> INSTRUÇÕES DA TAREFA
Responda com base na reportagem sobre a Lei Rouanet:
(a) Para qual valor foi reduzido o teto de captação?
(b) Com qual ministro Bolsonaro disse ter fechado a definição do novo teto?
(c) De quais obras o cineasta Marcus Vilar é apresentado como autor?

> TRECHO SELECIONADO

----

Artistas da Paraíba criticam governo Bolsonaro por cortes na Lei Rouanet

Durante a campanha eleitoral do ano passado, o então candidato à Presidência da República Jair Bolsonaro (PSL) prometeu rever o formato da Lei Rouanet (contra a qual já costumava tecer duras críticas). Promessa é dívida! Assim, o agora presidente eleito acaba de anunciar a primeira alteração na legislação de incentivo à cultura: redução do teto de captação de R$ 60 milhões para apenas R$ 1 milhão.

Em entrevista a uma emissora de rádio nacional, ma semana passada, Bolsonaro falou que parte da mídia apoiava o ex-presidente Lula e também a Lei Rouanet, mas que agora o governo colocaria uma ‘trava’ na legislação. Hoje, cada proponente pode captar até R$ 60 milhões por ano para até 16 projetos. O presidente disse que fechou a definição do teto em R$ 1 milhão com o ministro da Cidadania Osmar Terra, responsável pela Secretaria Especial da Cultura.

O artista plástico Júnior Misaki diz não ter grandes perspectivas com relação ao futuro imediato das políticas de incentivo à arte. “É uma vergonha como esse governo trata a cultura. O Ministério da Cultura (nesta gestão) também aboliu pequenos projetos”, disse. Para ele, a Lei Rouanet precisa ser reavaliada sim, mas a redução de R$ 60 milhões para R$ 1 milhão representa um desrespeito.

“Com o travamento da Lei Rouanet, baixando o teto para R$ 1 milhão, o setor cultural terá uma grande perda. Esse teto vai dificultar muito os eventos que dependem dessa lei, tirando de circuito uma parte desse setor que gera impostos, emprega e move nossa economia. Isso é lamentável”, disse o cineasta Marcus Vilar, autor de ‘A canga’ e ‘A Árvore da Miséria’.

----

> LINHAS DE DADOS
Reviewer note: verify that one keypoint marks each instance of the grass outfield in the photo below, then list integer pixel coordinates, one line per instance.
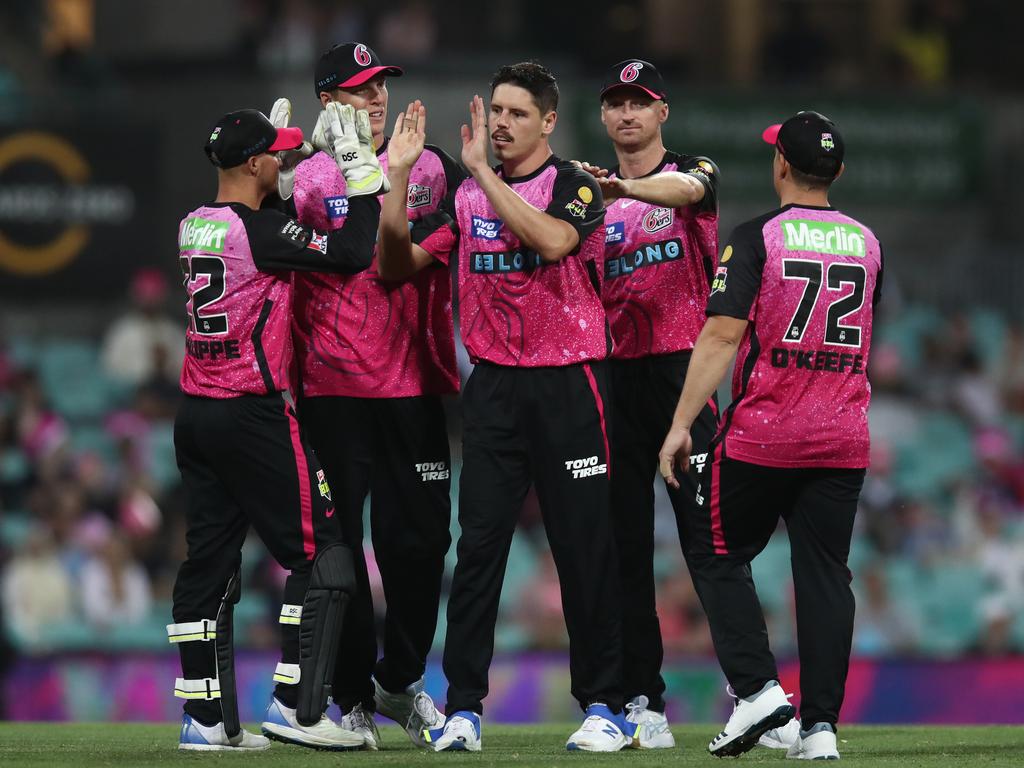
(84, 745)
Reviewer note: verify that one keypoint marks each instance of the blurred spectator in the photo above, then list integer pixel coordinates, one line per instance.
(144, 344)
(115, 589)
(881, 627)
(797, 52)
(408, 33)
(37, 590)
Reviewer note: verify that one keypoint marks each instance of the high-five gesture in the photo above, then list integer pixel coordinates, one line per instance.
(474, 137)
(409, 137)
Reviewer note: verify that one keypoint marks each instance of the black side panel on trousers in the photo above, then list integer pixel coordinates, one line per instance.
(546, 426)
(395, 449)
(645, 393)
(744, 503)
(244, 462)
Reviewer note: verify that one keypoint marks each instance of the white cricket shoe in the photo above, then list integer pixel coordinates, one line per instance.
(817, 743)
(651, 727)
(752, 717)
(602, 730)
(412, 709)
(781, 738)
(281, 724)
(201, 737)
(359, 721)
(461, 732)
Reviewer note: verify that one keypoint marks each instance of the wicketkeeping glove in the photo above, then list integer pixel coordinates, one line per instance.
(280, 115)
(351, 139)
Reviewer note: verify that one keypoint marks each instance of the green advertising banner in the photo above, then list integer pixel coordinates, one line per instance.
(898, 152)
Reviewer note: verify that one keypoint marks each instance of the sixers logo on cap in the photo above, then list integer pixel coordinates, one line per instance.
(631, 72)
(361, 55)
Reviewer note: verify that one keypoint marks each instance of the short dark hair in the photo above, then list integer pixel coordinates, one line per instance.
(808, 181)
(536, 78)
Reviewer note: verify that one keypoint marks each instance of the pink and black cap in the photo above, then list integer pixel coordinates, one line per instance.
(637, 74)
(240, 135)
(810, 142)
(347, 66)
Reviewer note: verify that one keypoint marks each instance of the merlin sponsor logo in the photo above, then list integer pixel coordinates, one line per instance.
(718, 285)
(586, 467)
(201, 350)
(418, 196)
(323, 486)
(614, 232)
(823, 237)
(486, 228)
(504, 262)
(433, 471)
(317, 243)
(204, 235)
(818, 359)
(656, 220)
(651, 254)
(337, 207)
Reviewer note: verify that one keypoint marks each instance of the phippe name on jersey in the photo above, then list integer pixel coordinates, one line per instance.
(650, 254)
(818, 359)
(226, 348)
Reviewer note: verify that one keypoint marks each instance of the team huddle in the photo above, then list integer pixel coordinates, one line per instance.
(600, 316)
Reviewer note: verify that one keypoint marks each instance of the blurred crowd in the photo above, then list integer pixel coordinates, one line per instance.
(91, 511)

----

> RESPOSTA DO EXERCÍCIO
(a) R$ 1 milhão (antes era R$ 60 milhões).
(b) Osmar Terra, ministro da Cidadania.
(c) ‘A canga’ e ‘A Árvore da Miséria’.